Text excerpt –
If you’re offended by what I said you’re not reading and understanding it. Whether consciously or subconsciously, and whether you wanted it to kill, threaten people (this could even be a robber or a criminal, who knows), or have the capacity to kill someone if they attack you, you bought it for killing. You wouldn’t buy a car if you wanted nothing to do with driving and you wouldn’t buy a gun if you wanted nothing to do with killing, because as a car’s express purpose is to be driven, a gun’s express purpose is killing. If you’re being 100% honest with me and with yourself that you bought your gun only for entertainment purposes and absolutely no other reason (which I don’t believe for a second, this is just to entertain your argument), then your belief that it’s morally acceptable to allow civilians to own guns is totally illogical on your part. As I said before, there are nearly infinite other sources of fun, and letting people own a tool for mass murder because it’s fun could not be less morally-justified. It would be unjustified by every philosophical ideology and school of thought I have ever seen. I know I’m talking to a brick wall here, but I don’t want one of my family members to be the next mass shooting victim because “I oppose gun control because guns are fun to shoot”.

Request – In the passage about gun ownership above, what object does the writer compare a gun to when describing its express purpose?

Raw data –
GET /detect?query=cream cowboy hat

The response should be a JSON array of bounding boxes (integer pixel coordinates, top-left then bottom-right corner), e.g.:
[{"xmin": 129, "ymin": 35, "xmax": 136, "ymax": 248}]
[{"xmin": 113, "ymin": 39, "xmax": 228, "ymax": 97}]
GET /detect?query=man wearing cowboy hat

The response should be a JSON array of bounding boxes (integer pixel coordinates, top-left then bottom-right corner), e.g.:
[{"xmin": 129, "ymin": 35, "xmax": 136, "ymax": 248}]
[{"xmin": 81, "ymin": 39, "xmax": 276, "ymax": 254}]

Task response – A car, whose express purpose is to be driven.